As predicted , poor John Stumpf is taking the fall for a few thousand rogue employees unable to achieve on a level field of play. On Wednesday, the Wells Fargo CEO resigned in 9-figure shame . Keep your chin up, little fella. Some may say the chief executive who pushed his people to push their people to push customers to open a bunch of unneccessary accounts effectively signed off on the widespread retail banking fraud. But Stumpf obviously couldn't sign off on anything. Look at his signing off hand !
A few weeks ago, Massachusetts Sen. Elizabeth Warren tore into Stumpf on Capitol Hill . It was like a scene out of The Departed (a good one, not one of the 27 unnecessary ones). When Warren finished haranguing Stumpf about his mismanagement and Wells' "widespread fraud" she basically asked him how he liked them apples and told him to resign before Stumpf could even blabber out a "Thank you ma'am, may I have another?" It was all pretty wicked glorious.
But Warren won't stop there. This week she sent President Obama a detailed and impeccably sourced letter demanding that President Obama demote Mary Jo White, Securities and Exchange Commission Chairwoman and gross spawn of Wall Street and government incest.
What did Ms. White do to summon the wrath of our beloved legislative cleaner?
Chairwoman White is not a fan of requiring Corporate People to make certain disclosures to their shareholders. For instance, if you're a company working with Congolese warlords, using child labor to extract conflict minerals for any purpose, Mary Jo doesn't believe your customers or shareholders need to know that.
White also "scuttled a rule Congress ordered the SEC to write that would require companies to detail their political spending." A little background on this. In the Citizens United case, corporate shill Anthony Kennedy (whom we're all required to love for the flowery humanity of his Obergefell decision) delivered the majority opinion , a decision which in legal terms can be classified as "stupid as fuck." When ceding an unprecedented amount of power to Big Business, Kennedy noted, "With the advent of the Internet, prompt disclosure of expenditures can provide shareholders and citizens with the information needed to hold corporations and elected officials accountable for their positions and supporters." Hey, good suggestion! But believe it or not, when you're a judge ruling on a legal issue before your Court, your opinion matters. When you merely suggest something in a non-binding aside, you're just another jerk with an opinion and a nice robe.
•••
→ BRIEF A:
Using the post about Wells Fargo and Elizabeth Warren, answer each question briefly.
(i) On what day of the week did the Wells Fargo CEO resign?
(ii) Where did Warren tear into Stumpf?
(iii) Who delivered the majority opinion in the Citizens United case?
→ BRIEF B:
Say whether each statement agrees with the post about Wells Fargo and Elizabeth Warren. Answer yes or no, and quote the words of the post that decide it.
(i) Warren sent her letter about Mary Jo White to President Obama.
(ii) Mary Jo White backed a rule requiring companies to detail their political spending.
(iii) Mary Jo White chairs the Securities and Exchange Commission.

→ RECORDED INFORMATION:
•••
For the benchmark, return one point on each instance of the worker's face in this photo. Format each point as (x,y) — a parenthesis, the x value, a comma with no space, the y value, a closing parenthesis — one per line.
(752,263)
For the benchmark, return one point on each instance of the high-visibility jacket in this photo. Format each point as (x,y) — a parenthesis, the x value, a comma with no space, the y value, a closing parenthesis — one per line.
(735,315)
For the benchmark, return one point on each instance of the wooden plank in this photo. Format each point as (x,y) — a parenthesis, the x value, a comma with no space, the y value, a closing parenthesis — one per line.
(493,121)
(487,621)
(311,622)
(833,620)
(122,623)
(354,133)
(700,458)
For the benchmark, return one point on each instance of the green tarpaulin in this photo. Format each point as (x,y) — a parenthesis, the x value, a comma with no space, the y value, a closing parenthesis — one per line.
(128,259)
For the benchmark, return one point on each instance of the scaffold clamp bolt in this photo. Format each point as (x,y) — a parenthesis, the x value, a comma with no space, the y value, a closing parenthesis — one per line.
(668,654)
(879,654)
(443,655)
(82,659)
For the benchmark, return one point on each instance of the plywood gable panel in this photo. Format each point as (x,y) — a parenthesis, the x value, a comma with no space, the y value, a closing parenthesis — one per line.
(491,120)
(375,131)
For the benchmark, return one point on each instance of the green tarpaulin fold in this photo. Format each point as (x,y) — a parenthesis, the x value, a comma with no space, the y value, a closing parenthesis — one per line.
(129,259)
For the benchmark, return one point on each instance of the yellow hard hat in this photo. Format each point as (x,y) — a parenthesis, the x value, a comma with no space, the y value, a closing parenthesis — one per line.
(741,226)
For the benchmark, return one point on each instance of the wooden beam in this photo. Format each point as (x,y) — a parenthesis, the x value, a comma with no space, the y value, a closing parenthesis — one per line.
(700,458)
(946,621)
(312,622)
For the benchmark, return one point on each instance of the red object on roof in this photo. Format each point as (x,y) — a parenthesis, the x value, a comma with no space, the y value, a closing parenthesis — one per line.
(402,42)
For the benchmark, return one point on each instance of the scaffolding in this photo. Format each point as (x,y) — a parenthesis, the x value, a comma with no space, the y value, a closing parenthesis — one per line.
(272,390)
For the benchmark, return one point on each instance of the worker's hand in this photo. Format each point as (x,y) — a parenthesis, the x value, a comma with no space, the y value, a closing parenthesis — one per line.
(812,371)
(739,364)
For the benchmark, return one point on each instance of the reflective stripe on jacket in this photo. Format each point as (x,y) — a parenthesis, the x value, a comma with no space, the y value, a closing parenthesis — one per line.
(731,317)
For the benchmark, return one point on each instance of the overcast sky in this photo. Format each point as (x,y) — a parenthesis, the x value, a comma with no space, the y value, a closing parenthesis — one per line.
•••
→ RIGHT ANSWER A:
(i) Wednesday
(ii) On Capitol Hill
(iii) Anthony Kennedy

→ RIGHT ANSWER B:
(i) Yes: "This week she sent President Obama a detailed and impeccably sourced letter"
(ii) No: "White also "scuttled a rule Congress ordered the SEC to write that would require companies to detail their political spending.""
(iii) Yes: "Mary Jo White, Securities and Exchange Commission Chairwoman"